[Start Text provided]

The CPUC allows SCE to recover environmental-cleanup costs at 35 of its
sites, representing $101 million of its recorded liability, through an
incentive mechanism. SCE may request to include additional sites. Under
this mechanism, SCE will recover 90% of cleanup costs through customer
rates; shareholders fund the remaining 10%, with the opportunity to
recover these costs from insurance carriers and other third parties. SCE
has successfully settled insurance claims with a number of its carriers.
Costs incurred at the remaining 20 sites are expected to be recovered
through customer rates. SCE has recorded a regulatory asset of $104
million for its estimated minimum environmental-cleanup costs expected to
be recovered through customer rates.
SCE's identified sites include several sites for which there is a lack of
currently available information, including the nature and magnitude of
contamination, and the extent, if any, that SCE may be held responsible
for contributing to any costs incurred for remediating these sites. Thus,
no reasonable estimate of cleanup costs can be made for these sites.
SCE expects to clean up its identified sites over a period of up to 30
years. Remediation costs in each of the next several years are expected
to range from $4 million to $8 million. Recorded costs for 1996 were $7
million.

[End Text provided]
[Start Exercise inputs]

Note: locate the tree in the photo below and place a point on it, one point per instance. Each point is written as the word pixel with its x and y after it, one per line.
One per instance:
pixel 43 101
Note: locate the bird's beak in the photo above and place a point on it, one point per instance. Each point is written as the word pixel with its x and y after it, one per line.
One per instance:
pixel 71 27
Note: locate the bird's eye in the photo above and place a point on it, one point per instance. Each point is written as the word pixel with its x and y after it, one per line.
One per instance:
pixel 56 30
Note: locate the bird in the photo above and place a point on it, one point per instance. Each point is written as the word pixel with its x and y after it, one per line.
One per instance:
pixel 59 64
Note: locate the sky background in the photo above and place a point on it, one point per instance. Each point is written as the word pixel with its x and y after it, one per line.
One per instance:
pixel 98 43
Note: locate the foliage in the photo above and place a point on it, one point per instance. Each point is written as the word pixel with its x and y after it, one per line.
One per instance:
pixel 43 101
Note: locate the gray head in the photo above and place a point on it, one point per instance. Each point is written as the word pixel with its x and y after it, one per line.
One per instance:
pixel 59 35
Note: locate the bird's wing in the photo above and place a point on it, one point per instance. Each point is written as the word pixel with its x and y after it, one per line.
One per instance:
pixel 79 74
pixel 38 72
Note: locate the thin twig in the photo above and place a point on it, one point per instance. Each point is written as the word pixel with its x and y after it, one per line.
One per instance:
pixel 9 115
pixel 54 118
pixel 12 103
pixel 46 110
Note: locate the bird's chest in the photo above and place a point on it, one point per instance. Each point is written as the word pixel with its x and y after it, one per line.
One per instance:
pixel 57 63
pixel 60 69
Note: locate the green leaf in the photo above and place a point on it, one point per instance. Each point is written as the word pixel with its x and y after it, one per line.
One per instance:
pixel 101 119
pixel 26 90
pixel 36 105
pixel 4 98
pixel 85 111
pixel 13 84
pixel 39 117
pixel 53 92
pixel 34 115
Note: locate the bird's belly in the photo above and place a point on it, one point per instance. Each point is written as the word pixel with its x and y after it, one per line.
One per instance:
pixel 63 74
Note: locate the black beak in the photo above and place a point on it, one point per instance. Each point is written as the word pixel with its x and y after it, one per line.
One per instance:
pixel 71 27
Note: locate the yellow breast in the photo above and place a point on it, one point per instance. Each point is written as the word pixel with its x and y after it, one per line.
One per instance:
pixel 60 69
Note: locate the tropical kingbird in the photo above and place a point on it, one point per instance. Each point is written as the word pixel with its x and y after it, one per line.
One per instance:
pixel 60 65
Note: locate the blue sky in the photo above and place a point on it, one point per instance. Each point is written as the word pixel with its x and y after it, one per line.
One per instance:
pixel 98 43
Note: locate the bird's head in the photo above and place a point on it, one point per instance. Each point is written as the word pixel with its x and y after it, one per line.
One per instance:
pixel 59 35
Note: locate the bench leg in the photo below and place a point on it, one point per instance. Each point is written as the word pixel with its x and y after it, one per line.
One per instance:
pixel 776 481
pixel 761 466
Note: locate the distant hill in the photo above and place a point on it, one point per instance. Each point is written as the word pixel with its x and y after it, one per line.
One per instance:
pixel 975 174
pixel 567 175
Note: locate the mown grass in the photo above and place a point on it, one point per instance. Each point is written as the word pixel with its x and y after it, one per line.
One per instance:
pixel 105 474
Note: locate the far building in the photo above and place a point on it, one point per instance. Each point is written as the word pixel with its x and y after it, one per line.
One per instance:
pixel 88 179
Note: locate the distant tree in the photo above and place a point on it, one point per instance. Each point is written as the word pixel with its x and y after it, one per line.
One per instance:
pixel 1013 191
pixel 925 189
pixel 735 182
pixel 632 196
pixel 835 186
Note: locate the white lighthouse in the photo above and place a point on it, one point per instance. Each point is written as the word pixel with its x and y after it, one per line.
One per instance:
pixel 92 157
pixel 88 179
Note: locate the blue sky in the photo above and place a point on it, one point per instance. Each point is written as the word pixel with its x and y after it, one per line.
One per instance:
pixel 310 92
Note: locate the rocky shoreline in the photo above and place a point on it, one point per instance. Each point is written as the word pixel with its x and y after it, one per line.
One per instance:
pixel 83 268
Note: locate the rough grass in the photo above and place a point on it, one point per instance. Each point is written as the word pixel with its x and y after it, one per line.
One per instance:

[End Exercise inputs]

Set tasks:
**A)** Reproduce word for word the part of the entries that opens with the line containing "Note: locate the distant tree" and closes with the line containing "pixel 632 196".
**B)** Carry on the passage about SCE's environmental-cleanup costs, beginning right after its final sentence.

Outputs:
**A)**
Note: locate the distant tree in the photo above and place a point on it, one point per instance. Each point is written as the word pixel with its x and y after it, one per line.
One per instance:
pixel 1013 191
pixel 925 189
pixel 735 182
pixel 632 196

**B)**
Based on currently available information, SCE believes it is unlikely that
it will incur amounts in excess of the upper limit of the estimated range
and, based upon the CPUC's regulatory treatment of environmental-cleanup
costs, SCE believes that costs ultimately recorded will not have a
material adverse effect on its results of operations or financial
position. There can be no assurance, however, that future developments,
page 30
Southern California Edison Company
including additional information about existing sites or the
identification of new sites, will not require material revisions to such
estimates.
Nuclear Insurance
Federal law limits public liability claims from a nuclear incident to $8.9
billion. SCE and other owners of San Onofre and Palo Verde have purchased
the maximum private primary insurance available ($200 million). The
balance is covered by the industry's retrospective rating plan that uses
deferred premium charges to every reactor licensee if a nuclear incident
at any licensed reactor in the U.S. results in claims and/or costs which
exceed the primary insurance at that plant site. Federal regulations
require this secondary level of financial protection. The Nuclear
Regulatory Commission exempted San Onofre Unit 1 from this secondary
level, effective June 1994. The maximum deferred premium for each nuclear
incident is $79 million per reactor, but not more than $10 million per
reactor may be charged in any one year for each incident. Based on its
ownership interests, SCE could be required to pay a maximum of $158
million per nuclear incident. However, it would have to pay no more than
$20 million per incident in any one year. Such amounts include a 5%
surcharge if additional funds are needed to satisfy public liability
claims and are subject to adjustment for inflation. If the public
liability limit above is insufficient, federal regulations may impose
further revenue-raising measures to pay claims, including a possible
additional assessment on all licensed reactor operators.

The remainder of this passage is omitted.